Filter the listing below, keeping only the lines that contain the string "birch".

════════════════════

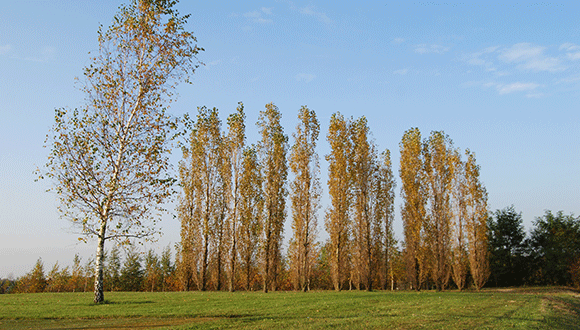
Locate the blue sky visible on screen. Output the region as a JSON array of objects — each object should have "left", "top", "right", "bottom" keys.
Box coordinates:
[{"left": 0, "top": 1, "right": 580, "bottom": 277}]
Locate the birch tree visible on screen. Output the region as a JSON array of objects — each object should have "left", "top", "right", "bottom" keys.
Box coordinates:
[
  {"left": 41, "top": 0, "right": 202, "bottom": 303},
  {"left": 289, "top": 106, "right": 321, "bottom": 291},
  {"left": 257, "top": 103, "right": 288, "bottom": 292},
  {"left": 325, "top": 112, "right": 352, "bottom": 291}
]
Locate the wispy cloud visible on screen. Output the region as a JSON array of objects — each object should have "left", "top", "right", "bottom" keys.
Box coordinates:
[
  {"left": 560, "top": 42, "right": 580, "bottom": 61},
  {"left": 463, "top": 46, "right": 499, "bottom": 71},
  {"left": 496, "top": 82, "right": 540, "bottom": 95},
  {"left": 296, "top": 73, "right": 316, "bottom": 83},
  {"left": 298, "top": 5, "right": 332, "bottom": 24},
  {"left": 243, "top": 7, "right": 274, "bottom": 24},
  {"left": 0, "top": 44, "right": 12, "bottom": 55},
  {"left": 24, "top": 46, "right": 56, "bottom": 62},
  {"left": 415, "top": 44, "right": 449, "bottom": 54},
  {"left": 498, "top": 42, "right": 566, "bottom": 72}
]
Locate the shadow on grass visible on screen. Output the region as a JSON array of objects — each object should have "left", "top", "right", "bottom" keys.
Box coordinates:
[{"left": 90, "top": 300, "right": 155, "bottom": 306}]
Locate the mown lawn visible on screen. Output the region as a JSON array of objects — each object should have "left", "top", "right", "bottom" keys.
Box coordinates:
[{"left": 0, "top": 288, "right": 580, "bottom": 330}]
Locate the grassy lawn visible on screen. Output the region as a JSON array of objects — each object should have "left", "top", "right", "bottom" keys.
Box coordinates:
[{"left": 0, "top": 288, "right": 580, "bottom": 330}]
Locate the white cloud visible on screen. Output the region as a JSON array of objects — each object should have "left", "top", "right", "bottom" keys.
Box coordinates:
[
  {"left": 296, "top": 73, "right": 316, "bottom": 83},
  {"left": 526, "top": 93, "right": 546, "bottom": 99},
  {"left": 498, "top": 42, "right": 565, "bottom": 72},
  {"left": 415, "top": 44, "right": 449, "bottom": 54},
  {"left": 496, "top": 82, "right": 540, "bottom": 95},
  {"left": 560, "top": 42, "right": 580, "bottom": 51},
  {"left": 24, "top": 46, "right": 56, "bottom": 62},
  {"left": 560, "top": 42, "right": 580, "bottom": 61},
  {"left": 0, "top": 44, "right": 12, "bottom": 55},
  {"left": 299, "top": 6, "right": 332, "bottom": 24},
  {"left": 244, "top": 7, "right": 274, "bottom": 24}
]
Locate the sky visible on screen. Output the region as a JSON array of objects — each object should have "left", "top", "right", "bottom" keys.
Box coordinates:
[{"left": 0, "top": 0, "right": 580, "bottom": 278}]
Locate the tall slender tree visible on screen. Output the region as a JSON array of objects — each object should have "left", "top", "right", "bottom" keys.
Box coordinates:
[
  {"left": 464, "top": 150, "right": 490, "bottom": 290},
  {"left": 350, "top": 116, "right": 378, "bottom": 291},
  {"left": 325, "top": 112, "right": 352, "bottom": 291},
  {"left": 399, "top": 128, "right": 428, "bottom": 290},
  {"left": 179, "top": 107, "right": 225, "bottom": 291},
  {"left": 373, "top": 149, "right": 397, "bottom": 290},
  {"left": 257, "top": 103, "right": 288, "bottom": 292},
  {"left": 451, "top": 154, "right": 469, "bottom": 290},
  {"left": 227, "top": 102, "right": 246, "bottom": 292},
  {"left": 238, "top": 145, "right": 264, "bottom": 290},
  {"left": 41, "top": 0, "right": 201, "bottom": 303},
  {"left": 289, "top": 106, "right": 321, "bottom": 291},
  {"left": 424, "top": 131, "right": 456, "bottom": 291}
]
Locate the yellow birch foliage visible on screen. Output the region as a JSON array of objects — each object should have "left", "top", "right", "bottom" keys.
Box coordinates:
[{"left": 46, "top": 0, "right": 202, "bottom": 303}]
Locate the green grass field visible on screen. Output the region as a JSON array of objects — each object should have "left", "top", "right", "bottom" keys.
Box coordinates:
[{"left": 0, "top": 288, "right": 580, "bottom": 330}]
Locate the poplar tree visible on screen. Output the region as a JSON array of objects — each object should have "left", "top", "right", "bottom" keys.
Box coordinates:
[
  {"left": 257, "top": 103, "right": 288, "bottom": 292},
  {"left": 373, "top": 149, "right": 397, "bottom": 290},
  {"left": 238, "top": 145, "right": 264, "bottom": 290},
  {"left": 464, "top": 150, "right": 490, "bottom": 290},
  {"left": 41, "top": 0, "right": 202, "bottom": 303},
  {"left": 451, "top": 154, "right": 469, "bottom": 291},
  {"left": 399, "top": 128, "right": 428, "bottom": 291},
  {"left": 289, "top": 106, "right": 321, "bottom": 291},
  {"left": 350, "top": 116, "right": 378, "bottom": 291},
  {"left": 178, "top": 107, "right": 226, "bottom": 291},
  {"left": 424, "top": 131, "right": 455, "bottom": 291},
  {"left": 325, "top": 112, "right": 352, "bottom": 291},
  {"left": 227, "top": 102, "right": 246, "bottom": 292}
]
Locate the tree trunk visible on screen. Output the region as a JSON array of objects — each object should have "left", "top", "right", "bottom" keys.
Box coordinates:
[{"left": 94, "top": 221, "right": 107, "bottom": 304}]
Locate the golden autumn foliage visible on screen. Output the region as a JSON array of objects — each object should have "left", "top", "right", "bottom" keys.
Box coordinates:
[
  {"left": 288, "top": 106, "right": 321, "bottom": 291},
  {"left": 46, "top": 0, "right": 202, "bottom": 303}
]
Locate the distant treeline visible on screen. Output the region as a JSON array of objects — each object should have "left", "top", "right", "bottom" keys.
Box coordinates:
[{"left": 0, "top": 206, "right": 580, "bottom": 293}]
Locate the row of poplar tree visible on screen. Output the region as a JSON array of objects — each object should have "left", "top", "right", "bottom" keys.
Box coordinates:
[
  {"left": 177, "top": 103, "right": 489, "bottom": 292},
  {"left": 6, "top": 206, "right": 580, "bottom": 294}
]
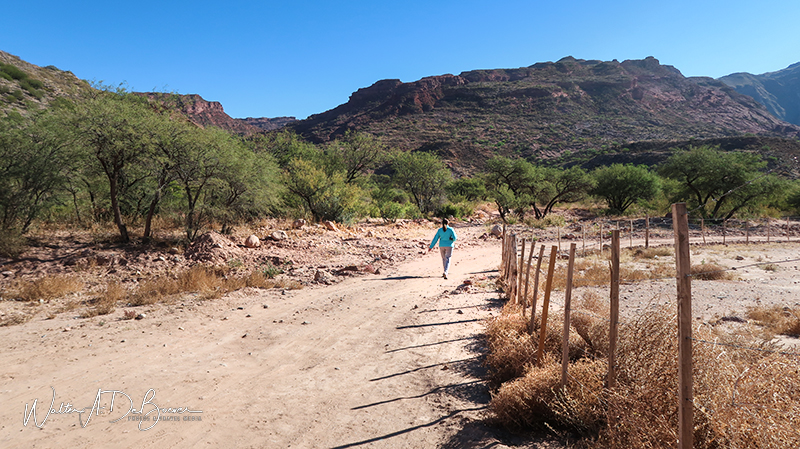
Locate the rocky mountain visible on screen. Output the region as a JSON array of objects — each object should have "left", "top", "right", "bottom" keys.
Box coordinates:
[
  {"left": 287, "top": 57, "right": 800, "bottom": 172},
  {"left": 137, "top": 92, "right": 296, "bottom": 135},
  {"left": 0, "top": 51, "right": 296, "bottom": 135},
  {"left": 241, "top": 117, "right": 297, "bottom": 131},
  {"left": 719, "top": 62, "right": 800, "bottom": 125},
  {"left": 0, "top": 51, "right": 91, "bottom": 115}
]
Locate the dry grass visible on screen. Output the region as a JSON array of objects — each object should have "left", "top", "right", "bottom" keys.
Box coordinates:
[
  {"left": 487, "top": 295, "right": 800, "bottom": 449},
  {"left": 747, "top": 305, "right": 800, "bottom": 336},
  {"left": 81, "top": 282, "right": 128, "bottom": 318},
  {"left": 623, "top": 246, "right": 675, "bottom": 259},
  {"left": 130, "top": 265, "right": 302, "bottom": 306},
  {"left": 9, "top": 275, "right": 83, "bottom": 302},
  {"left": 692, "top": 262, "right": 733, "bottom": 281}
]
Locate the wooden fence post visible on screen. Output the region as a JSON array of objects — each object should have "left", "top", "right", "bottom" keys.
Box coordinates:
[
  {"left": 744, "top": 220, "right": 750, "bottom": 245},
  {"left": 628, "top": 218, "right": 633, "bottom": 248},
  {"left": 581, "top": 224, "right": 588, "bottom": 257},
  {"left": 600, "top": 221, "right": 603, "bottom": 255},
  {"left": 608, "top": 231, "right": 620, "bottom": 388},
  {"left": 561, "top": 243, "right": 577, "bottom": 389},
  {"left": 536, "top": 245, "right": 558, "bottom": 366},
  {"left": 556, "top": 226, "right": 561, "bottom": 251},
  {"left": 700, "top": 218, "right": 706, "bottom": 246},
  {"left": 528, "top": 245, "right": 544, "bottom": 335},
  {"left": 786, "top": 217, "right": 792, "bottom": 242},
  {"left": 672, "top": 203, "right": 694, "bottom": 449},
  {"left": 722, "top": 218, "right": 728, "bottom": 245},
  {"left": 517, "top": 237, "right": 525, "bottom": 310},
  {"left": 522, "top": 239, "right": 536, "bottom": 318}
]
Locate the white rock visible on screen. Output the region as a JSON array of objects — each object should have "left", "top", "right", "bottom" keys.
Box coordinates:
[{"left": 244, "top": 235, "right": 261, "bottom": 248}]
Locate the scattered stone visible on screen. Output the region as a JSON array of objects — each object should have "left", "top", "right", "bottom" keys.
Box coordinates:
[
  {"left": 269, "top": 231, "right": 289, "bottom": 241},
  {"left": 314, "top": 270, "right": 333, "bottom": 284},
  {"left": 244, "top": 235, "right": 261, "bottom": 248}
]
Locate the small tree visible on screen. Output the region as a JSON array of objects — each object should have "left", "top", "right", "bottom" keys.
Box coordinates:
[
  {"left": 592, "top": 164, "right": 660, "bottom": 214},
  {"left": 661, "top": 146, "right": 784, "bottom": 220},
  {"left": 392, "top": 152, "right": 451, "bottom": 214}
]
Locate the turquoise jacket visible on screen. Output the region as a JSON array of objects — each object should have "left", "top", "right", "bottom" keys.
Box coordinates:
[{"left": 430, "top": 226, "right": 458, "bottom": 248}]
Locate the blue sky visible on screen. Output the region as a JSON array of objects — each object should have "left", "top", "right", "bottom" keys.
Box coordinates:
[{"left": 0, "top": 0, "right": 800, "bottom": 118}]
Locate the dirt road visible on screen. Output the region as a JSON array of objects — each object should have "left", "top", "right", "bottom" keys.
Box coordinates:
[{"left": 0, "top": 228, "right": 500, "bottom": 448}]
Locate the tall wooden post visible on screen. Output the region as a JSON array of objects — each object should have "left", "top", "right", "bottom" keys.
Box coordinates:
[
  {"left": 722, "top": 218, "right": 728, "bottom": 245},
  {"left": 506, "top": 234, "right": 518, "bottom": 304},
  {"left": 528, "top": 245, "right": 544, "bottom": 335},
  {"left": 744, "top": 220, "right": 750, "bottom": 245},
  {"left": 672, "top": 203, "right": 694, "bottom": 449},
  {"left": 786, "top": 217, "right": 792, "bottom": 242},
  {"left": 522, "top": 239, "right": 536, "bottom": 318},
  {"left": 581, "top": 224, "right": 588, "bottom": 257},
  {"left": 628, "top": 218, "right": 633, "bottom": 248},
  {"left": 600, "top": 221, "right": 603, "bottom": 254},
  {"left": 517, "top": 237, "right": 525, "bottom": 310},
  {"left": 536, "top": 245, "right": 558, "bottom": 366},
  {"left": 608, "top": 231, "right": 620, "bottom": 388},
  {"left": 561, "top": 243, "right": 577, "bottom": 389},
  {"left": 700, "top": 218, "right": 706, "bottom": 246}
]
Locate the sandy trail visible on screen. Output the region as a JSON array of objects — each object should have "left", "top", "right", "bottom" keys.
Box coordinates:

════════════════════

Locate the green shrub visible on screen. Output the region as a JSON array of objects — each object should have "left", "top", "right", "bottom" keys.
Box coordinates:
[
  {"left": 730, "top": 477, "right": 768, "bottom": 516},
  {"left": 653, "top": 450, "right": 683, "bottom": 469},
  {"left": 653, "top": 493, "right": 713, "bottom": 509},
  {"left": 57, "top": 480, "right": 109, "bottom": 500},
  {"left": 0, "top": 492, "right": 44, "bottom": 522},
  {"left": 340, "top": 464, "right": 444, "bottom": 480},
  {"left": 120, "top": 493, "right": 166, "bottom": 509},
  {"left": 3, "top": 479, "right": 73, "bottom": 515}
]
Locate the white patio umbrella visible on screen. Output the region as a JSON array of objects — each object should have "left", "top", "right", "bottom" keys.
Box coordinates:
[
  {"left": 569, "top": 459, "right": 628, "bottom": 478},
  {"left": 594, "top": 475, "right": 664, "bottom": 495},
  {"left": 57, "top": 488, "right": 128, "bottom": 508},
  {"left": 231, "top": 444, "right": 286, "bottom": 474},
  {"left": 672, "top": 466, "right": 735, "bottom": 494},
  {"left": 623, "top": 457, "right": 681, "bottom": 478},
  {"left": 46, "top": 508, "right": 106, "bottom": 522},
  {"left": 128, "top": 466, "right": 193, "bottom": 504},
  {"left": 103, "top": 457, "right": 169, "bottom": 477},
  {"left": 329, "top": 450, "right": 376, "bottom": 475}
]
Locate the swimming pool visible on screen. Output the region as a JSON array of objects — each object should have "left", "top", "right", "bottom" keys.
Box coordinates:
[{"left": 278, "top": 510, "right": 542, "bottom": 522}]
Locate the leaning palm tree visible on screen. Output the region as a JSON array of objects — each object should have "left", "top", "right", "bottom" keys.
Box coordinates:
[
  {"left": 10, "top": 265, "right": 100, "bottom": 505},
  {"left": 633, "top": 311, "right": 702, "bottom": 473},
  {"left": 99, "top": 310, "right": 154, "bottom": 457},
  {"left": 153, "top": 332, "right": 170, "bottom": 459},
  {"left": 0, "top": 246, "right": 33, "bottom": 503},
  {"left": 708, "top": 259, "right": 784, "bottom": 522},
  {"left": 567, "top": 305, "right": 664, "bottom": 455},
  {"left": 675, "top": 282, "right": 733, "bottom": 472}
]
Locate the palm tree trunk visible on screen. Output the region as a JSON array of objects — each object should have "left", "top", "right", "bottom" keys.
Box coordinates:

════════════════════

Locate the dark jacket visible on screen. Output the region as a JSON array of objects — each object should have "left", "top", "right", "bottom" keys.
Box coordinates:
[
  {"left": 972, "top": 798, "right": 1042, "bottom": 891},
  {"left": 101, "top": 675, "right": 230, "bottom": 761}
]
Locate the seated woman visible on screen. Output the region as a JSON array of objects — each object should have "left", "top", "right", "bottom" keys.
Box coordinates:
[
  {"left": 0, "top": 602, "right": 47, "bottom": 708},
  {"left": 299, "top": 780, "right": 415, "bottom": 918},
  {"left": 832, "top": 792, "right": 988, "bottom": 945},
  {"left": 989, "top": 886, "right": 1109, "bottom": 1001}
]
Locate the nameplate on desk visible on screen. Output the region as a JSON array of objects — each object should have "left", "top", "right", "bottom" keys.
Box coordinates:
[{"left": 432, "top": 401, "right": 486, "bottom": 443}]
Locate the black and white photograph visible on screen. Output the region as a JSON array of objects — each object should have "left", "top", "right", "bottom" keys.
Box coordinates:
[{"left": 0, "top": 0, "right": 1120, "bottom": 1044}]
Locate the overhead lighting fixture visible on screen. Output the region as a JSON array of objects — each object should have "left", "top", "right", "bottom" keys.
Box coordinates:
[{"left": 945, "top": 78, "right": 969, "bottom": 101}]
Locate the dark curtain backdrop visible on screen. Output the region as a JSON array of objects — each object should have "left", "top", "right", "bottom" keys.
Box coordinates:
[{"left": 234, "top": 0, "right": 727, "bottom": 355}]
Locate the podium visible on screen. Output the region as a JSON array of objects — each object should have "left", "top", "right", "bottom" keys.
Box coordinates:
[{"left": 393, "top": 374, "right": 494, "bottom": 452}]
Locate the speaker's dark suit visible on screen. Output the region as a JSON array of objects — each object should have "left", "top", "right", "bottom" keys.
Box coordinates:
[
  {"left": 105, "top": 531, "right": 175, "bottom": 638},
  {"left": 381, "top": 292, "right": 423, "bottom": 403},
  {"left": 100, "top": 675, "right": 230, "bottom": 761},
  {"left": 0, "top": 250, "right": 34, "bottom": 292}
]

════════════════════

### EXERCISE OUTPUT
Locate the birch tree visible on screen. Output the region as a JSON array of objects — each object should have "left", "top", "right", "bottom" keys.
Locate the yellow birch foliage visible on screen. Output the region as a JSON array of objects — each object should have "left", "top", "right", "bottom" keys.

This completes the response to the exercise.